▶ **Records from a collection**:
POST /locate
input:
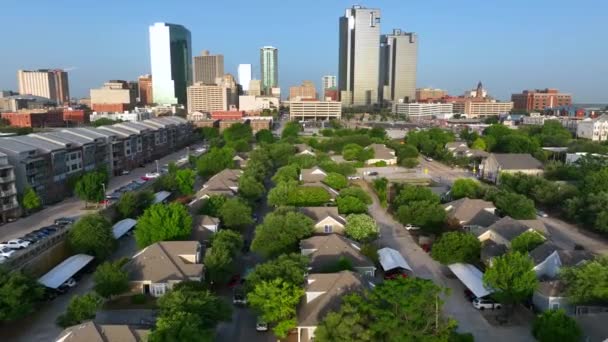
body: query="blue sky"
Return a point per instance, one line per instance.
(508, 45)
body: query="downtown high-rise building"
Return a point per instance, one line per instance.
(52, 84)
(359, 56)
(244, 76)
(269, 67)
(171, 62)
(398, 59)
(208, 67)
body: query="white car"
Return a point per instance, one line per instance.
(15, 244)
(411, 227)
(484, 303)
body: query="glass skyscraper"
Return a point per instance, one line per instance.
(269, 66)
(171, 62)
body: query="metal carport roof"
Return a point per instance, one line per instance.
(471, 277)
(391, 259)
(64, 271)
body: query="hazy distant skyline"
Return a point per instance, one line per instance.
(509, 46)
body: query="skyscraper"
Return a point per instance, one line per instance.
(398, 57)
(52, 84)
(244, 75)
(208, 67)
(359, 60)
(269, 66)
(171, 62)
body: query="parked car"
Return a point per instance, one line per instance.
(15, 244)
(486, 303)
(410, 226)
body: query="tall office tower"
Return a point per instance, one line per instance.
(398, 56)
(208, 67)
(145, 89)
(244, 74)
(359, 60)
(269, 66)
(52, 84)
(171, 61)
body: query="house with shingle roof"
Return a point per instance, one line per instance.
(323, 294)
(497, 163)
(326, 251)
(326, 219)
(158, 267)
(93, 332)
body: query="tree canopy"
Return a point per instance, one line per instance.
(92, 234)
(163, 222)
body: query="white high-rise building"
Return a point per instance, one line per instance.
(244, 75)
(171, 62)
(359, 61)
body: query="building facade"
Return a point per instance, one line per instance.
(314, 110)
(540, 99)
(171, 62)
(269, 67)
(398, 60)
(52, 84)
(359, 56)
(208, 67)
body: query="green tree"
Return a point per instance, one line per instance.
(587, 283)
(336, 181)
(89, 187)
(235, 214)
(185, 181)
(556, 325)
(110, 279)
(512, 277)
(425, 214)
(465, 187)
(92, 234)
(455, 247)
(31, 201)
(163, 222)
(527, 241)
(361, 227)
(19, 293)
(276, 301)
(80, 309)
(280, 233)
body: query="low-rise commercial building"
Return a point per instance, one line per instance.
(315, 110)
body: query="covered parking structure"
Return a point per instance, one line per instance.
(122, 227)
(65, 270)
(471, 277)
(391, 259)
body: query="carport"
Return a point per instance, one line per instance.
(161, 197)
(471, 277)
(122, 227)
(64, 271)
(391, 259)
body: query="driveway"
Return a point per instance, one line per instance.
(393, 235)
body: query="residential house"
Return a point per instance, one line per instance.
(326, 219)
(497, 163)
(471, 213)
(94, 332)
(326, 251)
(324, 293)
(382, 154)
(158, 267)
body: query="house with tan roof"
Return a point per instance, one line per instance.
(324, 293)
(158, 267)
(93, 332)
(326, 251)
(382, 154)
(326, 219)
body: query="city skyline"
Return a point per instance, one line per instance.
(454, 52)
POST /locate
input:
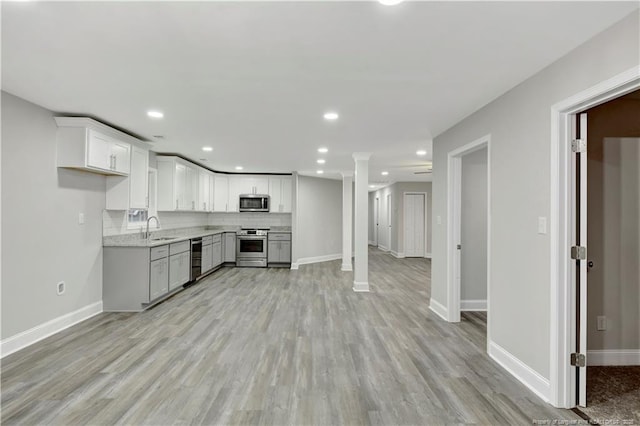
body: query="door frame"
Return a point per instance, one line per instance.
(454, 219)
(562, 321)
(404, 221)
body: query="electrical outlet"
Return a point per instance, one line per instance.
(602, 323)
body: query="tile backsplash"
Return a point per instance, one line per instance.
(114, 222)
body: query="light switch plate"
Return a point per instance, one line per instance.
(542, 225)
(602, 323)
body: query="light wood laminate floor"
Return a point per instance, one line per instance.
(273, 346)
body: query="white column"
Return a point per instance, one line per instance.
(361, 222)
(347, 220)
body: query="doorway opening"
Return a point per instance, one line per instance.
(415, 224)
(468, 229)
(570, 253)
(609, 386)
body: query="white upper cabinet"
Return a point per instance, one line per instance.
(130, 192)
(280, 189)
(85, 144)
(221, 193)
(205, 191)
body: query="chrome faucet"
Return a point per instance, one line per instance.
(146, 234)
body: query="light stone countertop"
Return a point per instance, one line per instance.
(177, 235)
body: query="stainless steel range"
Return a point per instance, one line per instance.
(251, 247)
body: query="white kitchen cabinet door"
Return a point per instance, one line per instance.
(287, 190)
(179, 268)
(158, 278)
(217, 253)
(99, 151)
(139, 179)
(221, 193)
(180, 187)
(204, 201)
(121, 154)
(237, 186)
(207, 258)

▶ **Exercise task**: Skip the pictures and print each record exactly as it stands.

▶ **Response**:
POST /locate
input:
body: query="blue sky"
Return a point per instance, one line per instance.
(508, 45)
body: query="downtown high-rise building"
Return a point per instance, one line per instance.
(52, 84)
(359, 56)
(244, 76)
(269, 67)
(171, 62)
(398, 59)
(208, 67)
body: query="white car"
Return a point per instance, one line per instance.
(15, 244)
(411, 227)
(484, 303)
body: query="glass skyscraper"
Return a point per instance, one line per instance.
(269, 66)
(171, 62)
body: query="metal carport roof"
Return a point per instance, one line per instance.
(471, 277)
(391, 259)
(64, 271)
body: query="hazy distant skyline"
Return a point per instance, one line per instance.
(509, 46)
body: query="skyscraper"
Return a point per instance, one line per instance.
(398, 57)
(52, 84)
(244, 75)
(208, 67)
(359, 60)
(269, 66)
(171, 62)
body: query="parked car"
Return a point per instance, one line per instance.
(15, 244)
(486, 303)
(410, 226)
body: query="tall office tower"
Return a point per instance, one line per instance.
(398, 56)
(208, 67)
(145, 89)
(244, 74)
(359, 60)
(269, 66)
(52, 84)
(171, 61)
body: query="house with shingle roof"
Return a point per instance, one line per instance.
(323, 294)
(497, 163)
(326, 251)
(326, 219)
(158, 267)
(93, 332)
body: query="tree canopy"
Return a point per instance, one line per instance.
(92, 234)
(163, 222)
body: query="white high-rise building"
Return a point per instance, one line per instance.
(244, 75)
(171, 62)
(359, 61)
body: query="building facade"
Return a point per instance, one line per instance.
(314, 110)
(540, 99)
(171, 62)
(269, 67)
(398, 60)
(52, 84)
(359, 56)
(208, 67)
body: query="green tree"
Return a point per instance, one line per instance.
(587, 283)
(336, 181)
(89, 187)
(235, 214)
(185, 181)
(556, 325)
(110, 279)
(512, 277)
(425, 214)
(465, 187)
(92, 234)
(455, 247)
(31, 201)
(163, 222)
(527, 241)
(361, 227)
(19, 293)
(276, 301)
(80, 309)
(280, 233)
body: query="low-rise commercial building"
Return a point per instance, one line per instance.
(315, 110)
body: query="covered parking structure"
Return a point per instance, one line per instance.
(122, 227)
(65, 270)
(471, 277)
(391, 259)
body: query="carport"
Return a point per instance, one line per instance.
(161, 197)
(471, 277)
(122, 227)
(64, 271)
(391, 259)
body: query="driveway"
Return a point per instance, one line per instance.
(393, 235)
body: query="residential house"
Return a point per instance, one line per instance.
(326, 219)
(497, 163)
(471, 213)
(94, 332)
(326, 251)
(324, 293)
(382, 154)
(158, 267)
body: query="house with tan roof"
Return a point per instance, one line per instance.
(324, 293)
(158, 267)
(93, 332)
(326, 251)
(382, 154)
(326, 219)
body: query="city skyline"
Return a point per instance, one line per instance.
(454, 52)
POST /locate
input:
body: query="door frame"
Return a point per instance, one line per instance.
(454, 219)
(562, 321)
(404, 221)
body: query="electrical outlet"
Return a point per instance, one line per instance.
(602, 323)
body: query="tile backsplash"
Return a point per instance, one line per instance.
(114, 222)
body: query="light switch plate"
Return a point per instance, one line per instance.
(542, 225)
(602, 323)
body: query="light wood laminate floor"
Return a point per instance, one line per instance.
(273, 346)
body: query="white column"
Return a point per instance, one line per instance.
(361, 222)
(347, 220)
body: query="doorway opening"
Return a point per instance, one line per instance.
(415, 224)
(468, 229)
(570, 253)
(609, 386)
body: query="white upper cabinet"
Return a point per instance, one line per instance.
(130, 192)
(280, 189)
(85, 144)
(221, 193)
(205, 191)
body: query="chrome faucet"
Return a point per instance, one line per instance.
(146, 234)
body: query="light stone countertop"
Return a point per instance, one line per instance.
(177, 235)
body: query="stainless steel range"
Return a point per instance, one line per instance.
(251, 247)
body: query="white kitchen cabinet door"
Return a point per instance, one line per instance.
(287, 190)
(179, 268)
(158, 278)
(217, 253)
(99, 151)
(139, 179)
(221, 193)
(180, 187)
(204, 201)
(121, 154)
(237, 186)
(207, 258)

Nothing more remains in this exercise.